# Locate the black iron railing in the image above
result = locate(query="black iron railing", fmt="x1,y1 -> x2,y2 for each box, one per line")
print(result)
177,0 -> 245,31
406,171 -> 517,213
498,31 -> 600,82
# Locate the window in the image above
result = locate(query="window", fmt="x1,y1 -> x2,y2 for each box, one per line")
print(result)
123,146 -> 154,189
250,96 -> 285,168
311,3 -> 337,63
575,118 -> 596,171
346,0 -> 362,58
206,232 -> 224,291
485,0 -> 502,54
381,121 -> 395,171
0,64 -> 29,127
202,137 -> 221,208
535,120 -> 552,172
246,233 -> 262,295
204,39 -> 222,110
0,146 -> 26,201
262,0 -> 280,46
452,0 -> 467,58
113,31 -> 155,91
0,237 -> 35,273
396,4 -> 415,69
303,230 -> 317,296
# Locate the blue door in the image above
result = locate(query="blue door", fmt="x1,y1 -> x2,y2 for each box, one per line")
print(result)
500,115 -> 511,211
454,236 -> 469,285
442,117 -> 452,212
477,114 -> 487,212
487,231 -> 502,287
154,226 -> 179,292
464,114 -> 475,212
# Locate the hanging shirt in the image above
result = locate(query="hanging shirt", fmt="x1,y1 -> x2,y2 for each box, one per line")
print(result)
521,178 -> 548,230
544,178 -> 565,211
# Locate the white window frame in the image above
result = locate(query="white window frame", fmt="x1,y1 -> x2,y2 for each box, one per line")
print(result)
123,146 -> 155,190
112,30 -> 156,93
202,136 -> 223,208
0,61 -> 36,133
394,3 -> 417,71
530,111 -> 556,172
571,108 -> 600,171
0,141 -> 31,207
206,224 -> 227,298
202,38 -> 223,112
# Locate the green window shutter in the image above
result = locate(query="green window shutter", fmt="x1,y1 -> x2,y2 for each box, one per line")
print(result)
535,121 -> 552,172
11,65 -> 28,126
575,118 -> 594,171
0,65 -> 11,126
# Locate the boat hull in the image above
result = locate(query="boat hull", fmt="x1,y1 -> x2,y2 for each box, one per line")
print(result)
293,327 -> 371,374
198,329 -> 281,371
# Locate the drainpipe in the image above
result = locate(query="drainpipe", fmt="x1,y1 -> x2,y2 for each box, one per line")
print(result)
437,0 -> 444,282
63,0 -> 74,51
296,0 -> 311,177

____

*Prompt*: Rewrite all the items above, changing every "drainpipe" to "downspout" and leaving everything else as it is.

*Response to the exercise*:
# Locate the black iron railing in the image above
result = locate(query="black iron railing", fmt="x1,y1 -> x2,y2 for each box, one per line")
print(result)
177,0 -> 245,31
406,171 -> 517,213
498,31 -> 600,82
# Locate the window in the image above
result = locate(query="window", fmt="x1,y1 -> x2,y2 for each box, one per line")
print(result)
123,146 -> 154,189
250,96 -> 285,168
311,3 -> 337,63
575,118 -> 596,171
346,0 -> 362,58
206,232 -> 224,291
485,0 -> 502,54
381,121 -> 395,171
0,64 -> 29,127
202,137 -> 221,208
535,120 -> 552,172
246,233 -> 262,295
204,39 -> 222,110
0,146 -> 26,201
262,0 -> 280,46
452,0 -> 467,58
113,31 -> 155,91
0,237 -> 35,273
396,4 -> 415,69
303,230 -> 317,296
# Locate the blue door in the image above
result = locate(query="blue door", fmt="x1,y1 -> x2,y2 for each box, one per line")
print(result)
500,115 -> 511,211
454,236 -> 469,285
442,117 -> 452,212
477,114 -> 487,212
487,231 -> 502,287
154,226 -> 179,292
464,114 -> 475,212
# Locate the hanging shirt in the image above
result = locate(query="hanging shirt", fmt="x1,y1 -> x2,y2 for each box, one per line")
print(result)
521,178 -> 548,230
544,178 -> 565,211
# Locate the white window frame in the image above
result = locate(query="white window frame", fmt="x1,y1 -> x2,y2 for each box, one per line")
print(result)
123,146 -> 155,190
112,30 -> 156,93
202,136 -> 223,208
0,61 -> 36,133
394,3 -> 417,71
530,111 -> 556,172
571,108 -> 600,171
0,141 -> 31,207
206,224 -> 227,298
202,38 -> 223,112
# Locate the green window shutter in the image above
result = locate(query="green window shutter", fmt="x1,y1 -> x2,y2 for each box, one per line")
print(result)
535,121 -> 552,172
11,65 -> 28,126
575,118 -> 594,171
0,65 -> 11,126
# Locate the boat hull in the image above
result = locate(query="boat hull", fmt="x1,y1 -> x2,y2 for each box, one per line")
print(result)
293,327 -> 371,374
198,329 -> 281,371
# Locate the downspout in the image above
result = locate(query="downspout", fmt="x1,y1 -> x2,y2 for each box, one per line")
print(result)
437,0 -> 444,282
63,0 -> 74,51
296,0 -> 311,177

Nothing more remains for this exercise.